What is expected: Pull out every line of the data below that contains the word "cliff", and copy each one in full.

Material for this exercise:
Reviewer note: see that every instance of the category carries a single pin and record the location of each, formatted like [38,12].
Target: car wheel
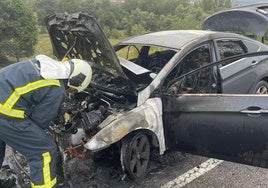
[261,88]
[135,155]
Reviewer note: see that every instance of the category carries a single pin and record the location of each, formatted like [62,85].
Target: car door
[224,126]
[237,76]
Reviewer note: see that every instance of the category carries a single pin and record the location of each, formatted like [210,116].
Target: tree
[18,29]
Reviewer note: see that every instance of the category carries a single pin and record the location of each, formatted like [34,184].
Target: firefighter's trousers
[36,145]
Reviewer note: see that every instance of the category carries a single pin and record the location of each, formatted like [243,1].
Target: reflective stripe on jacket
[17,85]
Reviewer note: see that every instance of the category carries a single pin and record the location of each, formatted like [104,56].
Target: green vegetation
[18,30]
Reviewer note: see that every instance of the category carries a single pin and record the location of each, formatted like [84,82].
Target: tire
==
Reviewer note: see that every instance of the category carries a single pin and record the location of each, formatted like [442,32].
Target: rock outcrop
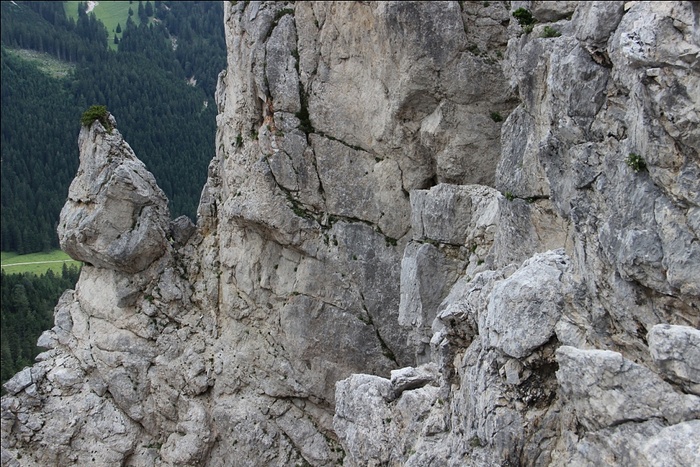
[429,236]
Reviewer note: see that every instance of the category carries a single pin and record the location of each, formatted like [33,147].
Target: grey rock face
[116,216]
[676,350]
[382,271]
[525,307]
--
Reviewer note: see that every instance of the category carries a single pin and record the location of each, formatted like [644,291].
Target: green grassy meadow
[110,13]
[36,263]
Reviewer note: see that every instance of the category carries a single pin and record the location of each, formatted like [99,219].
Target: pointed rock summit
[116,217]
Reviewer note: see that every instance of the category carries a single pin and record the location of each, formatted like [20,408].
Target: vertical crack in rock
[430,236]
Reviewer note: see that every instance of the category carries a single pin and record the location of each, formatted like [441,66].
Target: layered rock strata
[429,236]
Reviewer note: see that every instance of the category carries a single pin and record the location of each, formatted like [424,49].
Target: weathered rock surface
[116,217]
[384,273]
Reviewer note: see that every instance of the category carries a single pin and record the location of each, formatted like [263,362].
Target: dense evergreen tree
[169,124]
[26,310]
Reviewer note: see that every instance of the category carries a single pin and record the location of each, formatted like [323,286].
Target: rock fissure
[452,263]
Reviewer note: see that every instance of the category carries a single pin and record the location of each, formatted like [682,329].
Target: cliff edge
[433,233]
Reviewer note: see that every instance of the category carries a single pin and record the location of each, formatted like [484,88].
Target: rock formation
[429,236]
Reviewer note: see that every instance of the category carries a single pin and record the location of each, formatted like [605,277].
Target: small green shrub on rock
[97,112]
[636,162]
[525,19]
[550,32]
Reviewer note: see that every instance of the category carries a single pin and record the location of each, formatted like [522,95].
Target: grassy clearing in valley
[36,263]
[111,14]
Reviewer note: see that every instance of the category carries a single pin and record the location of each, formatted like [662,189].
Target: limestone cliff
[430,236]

Solution to this problem:
Target: cliff edge
Target: limestone cliff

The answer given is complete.